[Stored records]
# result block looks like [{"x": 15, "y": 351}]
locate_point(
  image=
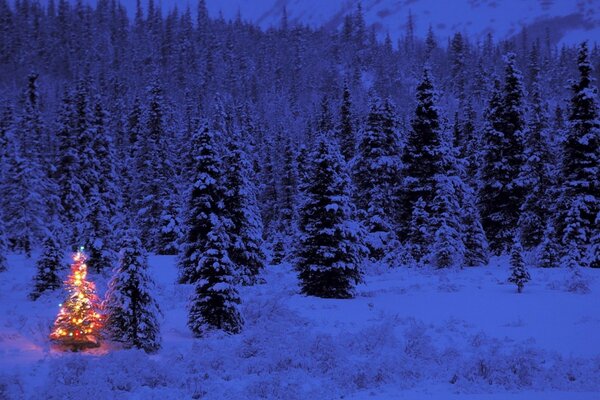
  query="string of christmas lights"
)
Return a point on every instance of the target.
[{"x": 79, "y": 320}]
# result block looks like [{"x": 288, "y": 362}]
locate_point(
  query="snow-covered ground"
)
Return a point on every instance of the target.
[{"x": 409, "y": 334}]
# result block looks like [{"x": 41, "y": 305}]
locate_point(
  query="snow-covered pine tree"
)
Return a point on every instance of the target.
[
  {"x": 536, "y": 174},
  {"x": 377, "y": 175},
  {"x": 156, "y": 172},
  {"x": 48, "y": 264},
  {"x": 500, "y": 194},
  {"x": 419, "y": 232},
  {"x": 329, "y": 254},
  {"x": 102, "y": 196},
  {"x": 289, "y": 190},
  {"x": 132, "y": 313},
  {"x": 594, "y": 248},
  {"x": 241, "y": 208},
  {"x": 518, "y": 271},
  {"x": 447, "y": 248},
  {"x": 67, "y": 178},
  {"x": 575, "y": 235},
  {"x": 204, "y": 202},
  {"x": 269, "y": 197},
  {"x": 581, "y": 159},
  {"x": 548, "y": 251},
  {"x": 474, "y": 238},
  {"x": 171, "y": 229},
  {"x": 346, "y": 131},
  {"x": 24, "y": 206},
  {"x": 421, "y": 158},
  {"x": 216, "y": 300},
  {"x": 3, "y": 246}
]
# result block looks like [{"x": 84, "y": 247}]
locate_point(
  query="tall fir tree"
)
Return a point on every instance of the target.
[
  {"x": 421, "y": 157},
  {"x": 447, "y": 248},
  {"x": 133, "y": 314},
  {"x": 215, "y": 303},
  {"x": 548, "y": 251},
  {"x": 518, "y": 270},
  {"x": 346, "y": 130},
  {"x": 537, "y": 174},
  {"x": 500, "y": 193},
  {"x": 246, "y": 251},
  {"x": 67, "y": 167},
  {"x": 103, "y": 196},
  {"x": 581, "y": 159},
  {"x": 50, "y": 261},
  {"x": 329, "y": 256},
  {"x": 419, "y": 232},
  {"x": 377, "y": 175},
  {"x": 3, "y": 248},
  {"x": 205, "y": 202}
]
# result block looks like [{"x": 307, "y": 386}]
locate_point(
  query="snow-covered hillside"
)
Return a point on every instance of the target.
[
  {"x": 567, "y": 20},
  {"x": 408, "y": 334}
]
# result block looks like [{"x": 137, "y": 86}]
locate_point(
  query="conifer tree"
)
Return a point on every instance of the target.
[
  {"x": 346, "y": 131},
  {"x": 474, "y": 238},
  {"x": 157, "y": 174},
  {"x": 575, "y": 234},
  {"x": 3, "y": 248},
  {"x": 447, "y": 249},
  {"x": 500, "y": 194},
  {"x": 594, "y": 248},
  {"x": 98, "y": 161},
  {"x": 536, "y": 174},
  {"x": 67, "y": 169},
  {"x": 422, "y": 158},
  {"x": 329, "y": 254},
  {"x": 548, "y": 252},
  {"x": 46, "y": 278},
  {"x": 241, "y": 207},
  {"x": 377, "y": 172},
  {"x": 204, "y": 202},
  {"x": 132, "y": 312},
  {"x": 216, "y": 300},
  {"x": 519, "y": 274},
  {"x": 25, "y": 208},
  {"x": 419, "y": 231},
  {"x": 581, "y": 159}
]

> [Work to complete] Collect each line of the listing above that contains the string "tree".

> [Solution to the problem]
  query="snow-covered pine tree"
  query="tall fir tree"
  query="conifer tree"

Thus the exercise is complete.